RECORDS FOR THE EXERCISE -
####################

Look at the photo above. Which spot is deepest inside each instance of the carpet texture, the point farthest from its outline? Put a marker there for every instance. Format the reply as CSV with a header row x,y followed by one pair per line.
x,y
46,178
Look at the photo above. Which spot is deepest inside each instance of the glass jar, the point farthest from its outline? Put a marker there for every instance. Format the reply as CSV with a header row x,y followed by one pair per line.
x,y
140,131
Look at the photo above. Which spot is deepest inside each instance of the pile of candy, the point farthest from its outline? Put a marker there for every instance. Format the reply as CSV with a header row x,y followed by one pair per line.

####################

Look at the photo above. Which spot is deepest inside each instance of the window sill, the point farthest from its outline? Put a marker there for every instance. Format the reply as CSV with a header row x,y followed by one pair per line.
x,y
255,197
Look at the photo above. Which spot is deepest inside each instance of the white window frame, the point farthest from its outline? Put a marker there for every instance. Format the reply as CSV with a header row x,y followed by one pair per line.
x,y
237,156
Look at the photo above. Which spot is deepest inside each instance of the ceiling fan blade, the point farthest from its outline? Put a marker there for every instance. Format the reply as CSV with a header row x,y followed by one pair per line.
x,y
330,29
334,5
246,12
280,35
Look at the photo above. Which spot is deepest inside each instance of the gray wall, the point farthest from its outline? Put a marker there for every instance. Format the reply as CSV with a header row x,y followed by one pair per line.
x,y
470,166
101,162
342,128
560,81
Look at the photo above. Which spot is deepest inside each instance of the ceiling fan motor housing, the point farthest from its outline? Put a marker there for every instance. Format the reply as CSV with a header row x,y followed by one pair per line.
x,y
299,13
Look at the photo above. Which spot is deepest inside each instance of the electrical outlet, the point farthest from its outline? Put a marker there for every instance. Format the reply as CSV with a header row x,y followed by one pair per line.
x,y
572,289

####################

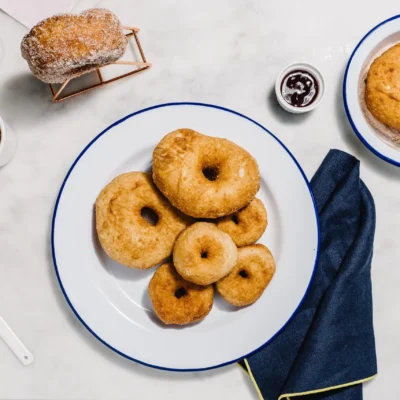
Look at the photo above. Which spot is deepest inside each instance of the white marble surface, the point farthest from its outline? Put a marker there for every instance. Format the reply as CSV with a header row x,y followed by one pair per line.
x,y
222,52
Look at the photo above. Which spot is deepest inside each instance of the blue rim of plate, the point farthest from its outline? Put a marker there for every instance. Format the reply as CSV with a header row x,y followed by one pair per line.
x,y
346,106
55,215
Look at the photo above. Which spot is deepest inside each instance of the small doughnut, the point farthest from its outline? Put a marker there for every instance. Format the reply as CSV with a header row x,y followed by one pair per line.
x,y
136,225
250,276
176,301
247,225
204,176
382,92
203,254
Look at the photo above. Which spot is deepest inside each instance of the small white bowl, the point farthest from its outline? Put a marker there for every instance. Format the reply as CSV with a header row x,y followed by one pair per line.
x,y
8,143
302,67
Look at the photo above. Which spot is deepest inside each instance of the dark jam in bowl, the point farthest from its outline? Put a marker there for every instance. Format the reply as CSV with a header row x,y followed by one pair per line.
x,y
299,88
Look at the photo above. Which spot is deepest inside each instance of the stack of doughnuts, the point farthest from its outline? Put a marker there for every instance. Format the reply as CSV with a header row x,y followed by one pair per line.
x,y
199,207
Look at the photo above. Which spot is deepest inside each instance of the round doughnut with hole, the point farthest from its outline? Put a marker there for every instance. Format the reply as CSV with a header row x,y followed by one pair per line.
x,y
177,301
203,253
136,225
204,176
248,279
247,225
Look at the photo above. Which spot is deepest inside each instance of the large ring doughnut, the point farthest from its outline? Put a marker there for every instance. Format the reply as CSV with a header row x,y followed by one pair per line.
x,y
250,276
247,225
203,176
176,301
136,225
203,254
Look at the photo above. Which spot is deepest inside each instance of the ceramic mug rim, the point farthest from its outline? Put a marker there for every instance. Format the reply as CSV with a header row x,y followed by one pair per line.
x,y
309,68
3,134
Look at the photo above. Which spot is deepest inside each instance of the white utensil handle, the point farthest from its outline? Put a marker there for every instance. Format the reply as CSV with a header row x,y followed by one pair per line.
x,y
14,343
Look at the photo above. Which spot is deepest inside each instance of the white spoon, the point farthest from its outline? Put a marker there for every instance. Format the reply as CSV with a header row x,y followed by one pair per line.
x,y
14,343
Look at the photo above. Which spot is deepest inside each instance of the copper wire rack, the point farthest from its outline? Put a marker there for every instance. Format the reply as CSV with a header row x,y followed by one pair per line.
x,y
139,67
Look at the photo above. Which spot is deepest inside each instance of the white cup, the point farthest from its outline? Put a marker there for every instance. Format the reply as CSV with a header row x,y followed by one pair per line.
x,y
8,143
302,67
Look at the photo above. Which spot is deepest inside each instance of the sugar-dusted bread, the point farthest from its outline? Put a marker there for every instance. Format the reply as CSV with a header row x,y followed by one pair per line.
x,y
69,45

####################

WHAT YOU HAVE TO DO -
Repeat these lines word for word, starting at the line that contains "of the carpet" and stopping after the line that contains "of the pile".

THE ANSWER -
Look at the photo above. Which spot is deepest inside each instance of the carpet texture, the point farthest from its outline? Put a marker there for every instance. Format the reply as CSV with a header row x,y followed by one pair per line.
x,y
46,178
Look at the photo above. Which spot is deepest inside each instance of the glass jar, the point farthest from its outline? Put a marker there for every instance. Format the reply as CSV with a header row x,y followed by one pair per line.
x,y
140,131
Look at the photo above. Which spot is deepest inside each instance of the pile of candy, the point farthest from its outline? Put a marker there for every instance. Format the reply as CSV with a header row x,y followed by one pair per line.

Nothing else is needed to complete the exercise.